Leiharbeit: Miese Praxis gefährdet Arbeitsmodell

Gesetzwidrige Unterbezahlung und falsch berechnete Löhne haben der Leiharbeit negative Schlagzeilen gebracht. Doch die Zeitarbeit hat nicht nur Schwächen. Eingeführt, um Produktionsspitzen abzudecken, steht und fällt die Leiharbeit damit, wie sie praktiziert wird.

Parallel zum verstärkten Bedarf der Industrie an Leiharbeitern wurde deren gesetzliche Absicherung verstärkt und ihr rechtlicher Status verbessert. Höhere Löhne sollen eine erschwerte Lebensplanung und die finanzielle Unsicherheit durch drohende „Stehzeiten“ in der Arbeitslosigkeit kompensieren.

Was manche Leiharbeiter schätzen

Nicht alle Zeitarbeiter finden diese Beschäftigungsform unangenehm. Manche schätzen die Vielfalt der Betriebe, in denen sie eingesetzt werden, als wohltuende Abwechslung. Ebenfalls auf der Liste der Vorteile verbuchen Leiharbeiter ihren Lohn, der – wenn er korrekt berechnet wird - meist höher als der vergleichbarer Arbeiter ist.

Gesetzliche Grundlage

Zwei Arbeitsverträge kommen in Frage – der Kollektivvertrag (KV) der jeweiligen Branche und das Arbeitskräfteüberlassungsgesetz. Angewandt muss jener Vertrag werden, bei dem der Leiharbeiter finanziell besser aussteigt. Dazu kommen anteilige Prämien oder Zulagen.

Eine Novellierung des Arbeitskräfteüberlassungsgesetzes brachte 2013 außerdem einen Sozial- und Weiterbildungsfonds, über den Leiharbeiter einen Zuschuss für Fortbildungen erhalten können. Aus dem Fonds können weiters ehemalige Arbeiter einen Zuschuss erhalten.

Gesetz verbietet Benachteiligung

Leiharbeiter müssen im Beschäftigerbetrieb der Stammmannschaft gleichgestellt sein, auch sie haben Anspruch auf ein günstiges Kantinen-Essen oder z.B. den Betriebskindergarten. Unter Umständen, nämlich wenn sie sehr lange als Zeitarbeiter in ein- und demselben Betrieb arbeiten, muss vom Beschäftigerbetrieb für sie auch eine Pensionsvorsorge angelegt werden.

Die Schwächen und schwarze Schafe

In die Schlagzeilen geraten ist Zeitarbeit zuletzt wegen systematischer Unterbezahlung und vorenthaltener Prämien. Die Gewerkschaft legte z. B. offen, dass von Randstad beschäftigte Leiharbeiter um bis zu 600 Euro monatlich geprellt wurden. Die absichtlich falsche Einstufung – z.B. als ungelernter statt als angelernter Arbeiter, als angelernter Arbeiter statt als Facharbeiter – ist ein häufiges Problem.

—————

ZU ERLEDIGENDE AUFGABEN.
A. Schreiben Sie sämtliche Zeilen der Datensätze unten als nummerierte Liste um und lassen Sie Leerzeilen dabei weg. Die Bilder sollen in der Antwort nicht erscheinen.
B. Setzen Sie den Text über Leiharbeit oben im Anschluss an seinen letzten Satz fort.

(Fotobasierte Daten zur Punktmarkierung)

—————

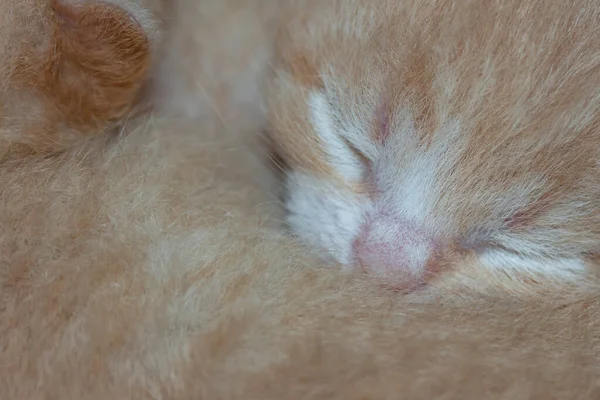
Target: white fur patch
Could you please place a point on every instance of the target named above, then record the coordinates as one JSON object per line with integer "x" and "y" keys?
{"x": 342, "y": 159}
{"x": 323, "y": 216}
{"x": 562, "y": 269}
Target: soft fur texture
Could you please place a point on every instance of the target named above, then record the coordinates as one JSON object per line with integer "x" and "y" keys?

—————

LÖSUNGEN DER AUFGABEN.
A.
1. Target: white fur patch
2. Could you please place a point on every instance of the target named above, then record the coordinates as one JSON object per line with integer "x" and "y" keys?
3. {"x": 342, "y": 159}
4. {"x": 323, "y": 216}
5. {"x": 562, "y": 269}
6. Target: soft fur texture
7. Could you please place a point on every instance of the target named above, then record the coordinates as one JSON object per line with integer "x" and "y" keys?

B.
Die Metaller Gewerkschaft Pro-Ge kennt weitere üble Praktiken: Manche Überlasser würden Leiharbeitern Verträge mit haarsträubenden Klauseln unterjubeln, z.B. dass der Leiharbeiter nicht hintereinander in ähnlichen Betrieben arbeiten dürfe oder dass er bei der Auflösung des Dienstverhältnisses den Arbeitgeber-Anteil selbst bezahlen müsse.

Zeitarbeit verändert Arbeitskultur

Als problematisch beurteilt die Gewerkschaft, dass Betriebe mit Leiharbeitern die Stammbelegschaft unter Druck setzen. „Der Zeitarbeiter im selben Betrieb führt den Stamm-Mitarbeitern deutlich vor, dass sie leicht ersetzbar sind“, so Bernhard Höfler, Sekretär der Pro-Ge in Tirol. „Betriebe sparen an Stammbelegschaft und trennen sich leichter von eigenen Mitarbeitern, wenn sie diese durch Leiharbeiter ersetzen können“, so der Gewerkschafter.

Zahlen und Branchen:

In Tirol arbeiten ca. 5.700 Männer und Frauen als Zeitarbeiter. Beschäftigt sind sie vor allem in der Metall-, Chemie-, Glas-, Papier- und Holzindustrie.

Außerdem etabliere die Zeitarbeit eine Kultur der Verantwortungslosigkeit. „Dadurch, dass man eine Dienstleistung kauft, können Betriebe die soziale Verpflichtung gegenüber den Arbeitnehmern leicht abstreifen.“

Viel zu oft würde aus Leiharbeit, die zur Abdeckung einer ungeplanten kurzfristigen Produktionsanforderung gedacht sei, eine Dauerlösung, so die Gewerkschaft weiter.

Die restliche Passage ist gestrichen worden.